# Source document start
At the same time, though, we see the repetitive nature of mistaken assumptions about how international affairs work or what the Middle East is like which constantly mislead people. One example nowadays is the concept that force never achieves anything, so we get a progression like this:

Israel defeats Hamas in a military campaign
Hamas stops firing missiles
Western conclusion: Hamas is acting that way because it has become more moderate rather than it has been somewhat intimidated into changing its behavior, at least temporarily.

James: Treating the sniffles doesn't get rid of the flu.

Barry: Ah! But if you always have the flu you feel normal with it. That's an important point! In the West, they are used to what they think of as a perfectly stable society in which there is no risk, no violence, and no threats. But when you are used to a higher level of tension and difficulties, having problems seems more normal. This Western juxtaposition of saying things like: We must solve the Palestinian problem right now or the region will blow up has repeatedly been proven wrong.

But you are right. The idea, for example, that the goal of Western policy should be to bring down the Hamas regime is unthinkable in Europe and America. It is a terrorist, openly antisemtiic, and genocide-minded movement; it is a client of Iran trying to spread subversion and revolution; it is a huge barrier to any successful peace process; it is extremely oppressive to Palestinians in Gaza; and it is generally seeking to foment bloody armed conflict with Israel. Yet despite all that, the best that can be hoped for is a policy of isolation, and many Europeans seem eager to retreat  from even that posture.

Yet leave aside Israeli interests, does a policy of accepting a Hamas regime in the Gaza Strip accord with Western interests or any serious desire to have a successful Israel-Palestinian peace process? Definitely, no.
James: If someone such as me sees this, it has to be more than ideology that keeps this going. People like you write about this every day. What prevents people from actually stepping back, take in what is really going on, and then acting accordingly?

Barry: I would prefer the world to be different. There are answers to that question. First, many do see accurately and sometimes they even have the power to affect events. I also remember the phrase: In the kingdom of the blind the one-eyed man is king, and in the kingdom of the insane, the half-wit is hanged. The first part applies to establishment thinking; the second to those of us who try to explain things differently.

What are some of the factors involved, though, in the shortcomings of world view?

--Ideology. Certain things must be true and to hell with the facts.
--Mirror-imaging, there really isn’t any difference between the West and the Middle East.
--A good way to build a successful career is to tell people what they want to hear.
--Revolutionary romanticism.
--Some want to see the West destroyed and therefore deliberately subvert its interests while pretending to do the opposite.
--Some decide to support radical groups because that coincides with their ethnic, nationalist, or religio-political world view.
--Dissenting thought is dismissed between it is attributed to Zionism and American or Western imperialism.
--Mouthing certain ideas is a great way to make a lot of money.
# Source document end
# Raw data start
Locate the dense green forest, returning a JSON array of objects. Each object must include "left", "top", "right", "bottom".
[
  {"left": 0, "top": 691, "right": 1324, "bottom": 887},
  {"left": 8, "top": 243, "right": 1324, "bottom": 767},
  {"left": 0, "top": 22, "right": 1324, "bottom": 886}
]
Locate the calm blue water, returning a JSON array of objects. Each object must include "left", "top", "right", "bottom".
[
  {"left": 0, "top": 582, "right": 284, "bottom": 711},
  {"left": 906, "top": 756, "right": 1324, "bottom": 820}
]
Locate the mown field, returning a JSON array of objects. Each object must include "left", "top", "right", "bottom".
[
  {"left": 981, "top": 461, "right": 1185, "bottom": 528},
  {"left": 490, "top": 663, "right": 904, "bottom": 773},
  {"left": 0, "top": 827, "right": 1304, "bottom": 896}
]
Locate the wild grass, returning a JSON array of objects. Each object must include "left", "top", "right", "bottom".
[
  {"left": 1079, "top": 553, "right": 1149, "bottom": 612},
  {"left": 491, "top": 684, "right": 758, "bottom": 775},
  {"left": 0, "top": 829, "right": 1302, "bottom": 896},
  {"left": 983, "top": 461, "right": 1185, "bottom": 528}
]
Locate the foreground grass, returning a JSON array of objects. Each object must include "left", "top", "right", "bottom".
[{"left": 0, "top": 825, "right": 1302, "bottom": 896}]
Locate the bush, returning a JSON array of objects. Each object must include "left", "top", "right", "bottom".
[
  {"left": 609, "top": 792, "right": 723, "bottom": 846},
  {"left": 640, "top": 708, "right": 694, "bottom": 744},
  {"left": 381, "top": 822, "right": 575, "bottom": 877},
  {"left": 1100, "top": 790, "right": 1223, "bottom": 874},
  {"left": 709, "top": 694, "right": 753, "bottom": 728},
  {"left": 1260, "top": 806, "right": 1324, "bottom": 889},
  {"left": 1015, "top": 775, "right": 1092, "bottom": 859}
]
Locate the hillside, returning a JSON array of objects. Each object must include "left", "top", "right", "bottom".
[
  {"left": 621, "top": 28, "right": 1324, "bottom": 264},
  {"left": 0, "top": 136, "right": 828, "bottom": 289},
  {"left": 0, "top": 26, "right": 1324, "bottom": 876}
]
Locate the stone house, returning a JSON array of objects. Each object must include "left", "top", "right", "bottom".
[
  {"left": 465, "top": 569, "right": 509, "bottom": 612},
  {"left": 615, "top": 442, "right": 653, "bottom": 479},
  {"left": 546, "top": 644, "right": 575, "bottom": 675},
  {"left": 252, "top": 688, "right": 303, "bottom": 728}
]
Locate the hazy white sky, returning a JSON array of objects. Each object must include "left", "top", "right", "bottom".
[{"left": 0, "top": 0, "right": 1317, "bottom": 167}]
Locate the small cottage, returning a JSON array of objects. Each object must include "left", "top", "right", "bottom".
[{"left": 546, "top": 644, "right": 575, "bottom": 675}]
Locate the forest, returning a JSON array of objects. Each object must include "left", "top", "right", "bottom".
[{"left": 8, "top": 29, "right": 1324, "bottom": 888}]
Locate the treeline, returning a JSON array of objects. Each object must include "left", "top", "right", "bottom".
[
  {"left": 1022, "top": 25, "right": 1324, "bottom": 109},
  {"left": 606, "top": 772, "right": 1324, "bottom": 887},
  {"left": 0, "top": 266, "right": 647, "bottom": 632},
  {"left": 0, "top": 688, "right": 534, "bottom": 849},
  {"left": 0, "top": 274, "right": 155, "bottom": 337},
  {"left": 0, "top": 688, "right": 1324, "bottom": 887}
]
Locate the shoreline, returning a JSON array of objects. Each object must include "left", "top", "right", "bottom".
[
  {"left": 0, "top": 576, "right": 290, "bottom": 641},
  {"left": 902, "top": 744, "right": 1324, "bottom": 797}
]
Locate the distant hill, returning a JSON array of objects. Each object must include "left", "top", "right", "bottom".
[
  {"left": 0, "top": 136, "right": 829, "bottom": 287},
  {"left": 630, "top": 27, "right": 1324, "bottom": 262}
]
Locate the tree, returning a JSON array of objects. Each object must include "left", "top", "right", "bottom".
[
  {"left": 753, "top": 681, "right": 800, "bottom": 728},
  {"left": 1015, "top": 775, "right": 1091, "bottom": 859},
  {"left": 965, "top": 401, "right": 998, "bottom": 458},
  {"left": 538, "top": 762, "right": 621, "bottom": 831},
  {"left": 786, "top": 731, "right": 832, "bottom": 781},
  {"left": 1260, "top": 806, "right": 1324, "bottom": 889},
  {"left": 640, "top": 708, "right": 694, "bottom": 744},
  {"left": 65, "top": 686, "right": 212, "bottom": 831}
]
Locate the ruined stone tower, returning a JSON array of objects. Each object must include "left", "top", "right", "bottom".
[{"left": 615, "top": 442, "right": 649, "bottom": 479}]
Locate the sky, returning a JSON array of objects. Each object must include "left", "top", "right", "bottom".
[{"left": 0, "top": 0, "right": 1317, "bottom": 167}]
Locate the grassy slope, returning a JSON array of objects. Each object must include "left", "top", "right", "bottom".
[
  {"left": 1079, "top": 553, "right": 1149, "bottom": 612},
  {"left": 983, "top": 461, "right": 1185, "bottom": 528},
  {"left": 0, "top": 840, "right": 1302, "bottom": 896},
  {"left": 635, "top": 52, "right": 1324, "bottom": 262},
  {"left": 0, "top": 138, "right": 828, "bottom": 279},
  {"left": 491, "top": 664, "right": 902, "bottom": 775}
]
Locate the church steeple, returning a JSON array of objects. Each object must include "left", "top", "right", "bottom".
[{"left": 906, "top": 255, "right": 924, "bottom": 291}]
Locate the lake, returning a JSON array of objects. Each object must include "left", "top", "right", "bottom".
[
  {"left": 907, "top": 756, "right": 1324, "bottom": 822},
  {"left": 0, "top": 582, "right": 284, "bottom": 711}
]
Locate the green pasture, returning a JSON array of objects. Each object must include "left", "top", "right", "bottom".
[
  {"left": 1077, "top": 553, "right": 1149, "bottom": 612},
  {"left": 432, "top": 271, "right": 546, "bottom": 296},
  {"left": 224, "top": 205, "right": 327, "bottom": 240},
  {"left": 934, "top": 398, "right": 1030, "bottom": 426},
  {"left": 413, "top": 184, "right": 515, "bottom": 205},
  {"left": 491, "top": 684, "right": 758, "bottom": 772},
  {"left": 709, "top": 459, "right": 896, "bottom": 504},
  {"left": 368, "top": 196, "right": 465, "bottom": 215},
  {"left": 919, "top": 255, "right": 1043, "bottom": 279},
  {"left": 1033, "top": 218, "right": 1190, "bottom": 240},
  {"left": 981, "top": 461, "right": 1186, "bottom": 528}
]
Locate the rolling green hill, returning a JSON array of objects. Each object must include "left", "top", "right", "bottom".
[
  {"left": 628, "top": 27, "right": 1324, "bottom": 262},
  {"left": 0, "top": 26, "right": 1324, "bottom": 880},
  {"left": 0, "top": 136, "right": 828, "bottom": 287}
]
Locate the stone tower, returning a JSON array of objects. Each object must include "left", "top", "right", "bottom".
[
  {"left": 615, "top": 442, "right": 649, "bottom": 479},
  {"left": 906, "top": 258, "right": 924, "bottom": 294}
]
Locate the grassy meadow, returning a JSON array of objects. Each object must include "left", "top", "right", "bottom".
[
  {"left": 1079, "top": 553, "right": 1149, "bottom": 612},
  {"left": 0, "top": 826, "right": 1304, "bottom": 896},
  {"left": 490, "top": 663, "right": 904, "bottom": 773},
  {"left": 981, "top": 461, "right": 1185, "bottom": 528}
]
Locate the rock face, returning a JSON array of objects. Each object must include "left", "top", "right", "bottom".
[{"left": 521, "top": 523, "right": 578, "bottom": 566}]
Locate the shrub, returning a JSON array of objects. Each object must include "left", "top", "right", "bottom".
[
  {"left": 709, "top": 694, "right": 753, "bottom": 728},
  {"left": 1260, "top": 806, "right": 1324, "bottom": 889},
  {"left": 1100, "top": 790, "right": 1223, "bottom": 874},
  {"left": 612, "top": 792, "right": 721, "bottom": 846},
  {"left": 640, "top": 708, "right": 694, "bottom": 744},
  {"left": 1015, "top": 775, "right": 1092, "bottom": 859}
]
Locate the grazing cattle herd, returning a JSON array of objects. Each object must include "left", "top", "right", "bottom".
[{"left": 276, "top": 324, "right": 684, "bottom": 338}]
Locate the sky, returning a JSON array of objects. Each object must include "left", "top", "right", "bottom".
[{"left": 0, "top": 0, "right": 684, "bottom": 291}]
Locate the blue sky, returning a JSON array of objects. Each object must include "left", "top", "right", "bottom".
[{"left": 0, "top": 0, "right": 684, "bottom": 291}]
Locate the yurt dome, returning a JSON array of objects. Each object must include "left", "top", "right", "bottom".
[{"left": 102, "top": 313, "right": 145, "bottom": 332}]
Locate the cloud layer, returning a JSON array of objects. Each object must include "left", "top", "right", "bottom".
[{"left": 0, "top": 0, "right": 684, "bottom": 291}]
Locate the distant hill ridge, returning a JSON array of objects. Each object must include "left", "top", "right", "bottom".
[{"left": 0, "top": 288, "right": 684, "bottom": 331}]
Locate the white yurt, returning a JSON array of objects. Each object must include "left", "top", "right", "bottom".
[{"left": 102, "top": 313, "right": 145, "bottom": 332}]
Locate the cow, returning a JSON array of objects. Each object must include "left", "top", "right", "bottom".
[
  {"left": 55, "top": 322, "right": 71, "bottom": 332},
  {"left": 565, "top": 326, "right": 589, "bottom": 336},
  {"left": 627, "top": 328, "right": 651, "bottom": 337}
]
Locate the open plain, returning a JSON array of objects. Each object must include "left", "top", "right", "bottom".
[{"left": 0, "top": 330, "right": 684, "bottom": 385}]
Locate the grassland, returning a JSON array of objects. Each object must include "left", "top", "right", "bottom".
# Raw data end
# [Your tasks]
(A) In the conversation on Middle East policy, translate this sentence into Spanish: "The idea, for example, that the goal of Western policy should be to bring down the Hamas regime is unthinkable in Europe and America."
(B) Reproduce the part of the conversation on Middle East policy that opens with the words containing "What are some" and closes with "religio-political world view.".

# [Answers by task]
(A) La idea, por ejemplo, de que el objetivo de la política occidental debería ser derribar el régimen de Hamás es impensable en Europa y Estados Unidos.

(B)
What are some of the factors involved, though, in the shortcomings of world view?

--Ideology. Certain things must be true and to hell with the facts.
--Mirror-imaging, there really isn’t any difference between the West and the Middle East.
--A good way to build a successful career is to tell people what they want to hear.
--Revolutionary romanticism.
--Some want to see the West destroyed and therefore deliberately subvert its interests while pretending to do the opposite.
--Some decide to support radical groups because that coincides with their ethnic, nationalist, or religio-political world view.